## [Exercise details]
Among the lines of the records, please find those that contain the word "negative" and copy them.
** The input follows **
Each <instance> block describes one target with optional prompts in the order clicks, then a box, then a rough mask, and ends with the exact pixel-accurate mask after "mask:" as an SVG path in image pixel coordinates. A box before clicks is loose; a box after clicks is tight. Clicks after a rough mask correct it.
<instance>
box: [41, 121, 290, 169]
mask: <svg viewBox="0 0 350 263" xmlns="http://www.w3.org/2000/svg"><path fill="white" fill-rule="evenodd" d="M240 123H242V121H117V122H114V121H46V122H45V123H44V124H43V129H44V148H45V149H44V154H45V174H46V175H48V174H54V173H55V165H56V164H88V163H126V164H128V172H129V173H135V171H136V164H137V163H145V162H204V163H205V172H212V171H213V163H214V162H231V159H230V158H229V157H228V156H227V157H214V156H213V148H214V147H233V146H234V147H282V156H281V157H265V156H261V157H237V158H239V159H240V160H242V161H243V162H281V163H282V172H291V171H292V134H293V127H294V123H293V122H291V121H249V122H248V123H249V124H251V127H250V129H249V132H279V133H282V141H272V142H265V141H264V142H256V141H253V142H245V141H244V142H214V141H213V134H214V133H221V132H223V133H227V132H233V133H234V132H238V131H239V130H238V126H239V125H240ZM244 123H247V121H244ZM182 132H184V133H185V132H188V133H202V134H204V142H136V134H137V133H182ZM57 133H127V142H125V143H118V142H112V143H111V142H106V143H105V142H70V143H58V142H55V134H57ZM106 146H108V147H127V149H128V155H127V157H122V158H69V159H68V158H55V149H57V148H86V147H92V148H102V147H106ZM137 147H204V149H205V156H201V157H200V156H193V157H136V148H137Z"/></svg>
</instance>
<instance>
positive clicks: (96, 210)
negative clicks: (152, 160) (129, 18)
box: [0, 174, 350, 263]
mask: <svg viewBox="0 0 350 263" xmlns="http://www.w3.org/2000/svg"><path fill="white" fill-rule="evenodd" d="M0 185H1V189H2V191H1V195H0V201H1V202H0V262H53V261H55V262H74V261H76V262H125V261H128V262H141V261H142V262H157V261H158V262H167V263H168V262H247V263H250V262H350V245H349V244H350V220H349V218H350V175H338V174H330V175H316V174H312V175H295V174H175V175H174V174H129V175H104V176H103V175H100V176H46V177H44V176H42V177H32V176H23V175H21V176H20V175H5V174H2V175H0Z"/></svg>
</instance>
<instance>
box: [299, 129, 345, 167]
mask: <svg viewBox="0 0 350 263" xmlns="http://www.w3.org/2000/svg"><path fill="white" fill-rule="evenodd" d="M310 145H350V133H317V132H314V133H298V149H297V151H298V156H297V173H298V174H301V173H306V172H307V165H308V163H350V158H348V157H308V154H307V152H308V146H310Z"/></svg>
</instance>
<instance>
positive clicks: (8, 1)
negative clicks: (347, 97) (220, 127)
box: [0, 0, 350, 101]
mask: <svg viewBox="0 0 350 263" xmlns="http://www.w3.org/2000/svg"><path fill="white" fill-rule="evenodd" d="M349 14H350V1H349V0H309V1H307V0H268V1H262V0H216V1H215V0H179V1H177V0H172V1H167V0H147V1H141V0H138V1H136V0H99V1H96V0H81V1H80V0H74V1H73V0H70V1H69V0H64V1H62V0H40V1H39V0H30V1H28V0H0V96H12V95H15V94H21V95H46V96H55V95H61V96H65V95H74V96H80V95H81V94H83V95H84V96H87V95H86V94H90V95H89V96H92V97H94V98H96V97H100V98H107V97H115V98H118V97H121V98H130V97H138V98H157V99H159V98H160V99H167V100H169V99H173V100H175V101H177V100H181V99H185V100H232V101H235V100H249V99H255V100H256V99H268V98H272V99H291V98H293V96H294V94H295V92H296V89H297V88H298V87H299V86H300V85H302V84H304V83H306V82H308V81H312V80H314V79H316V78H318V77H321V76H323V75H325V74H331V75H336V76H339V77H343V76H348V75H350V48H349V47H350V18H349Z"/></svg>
** End of The input **
## [Result of this exercise]
negative clicks: (152, 160) (129, 18)
negative clicks: (347, 97) (220, 127)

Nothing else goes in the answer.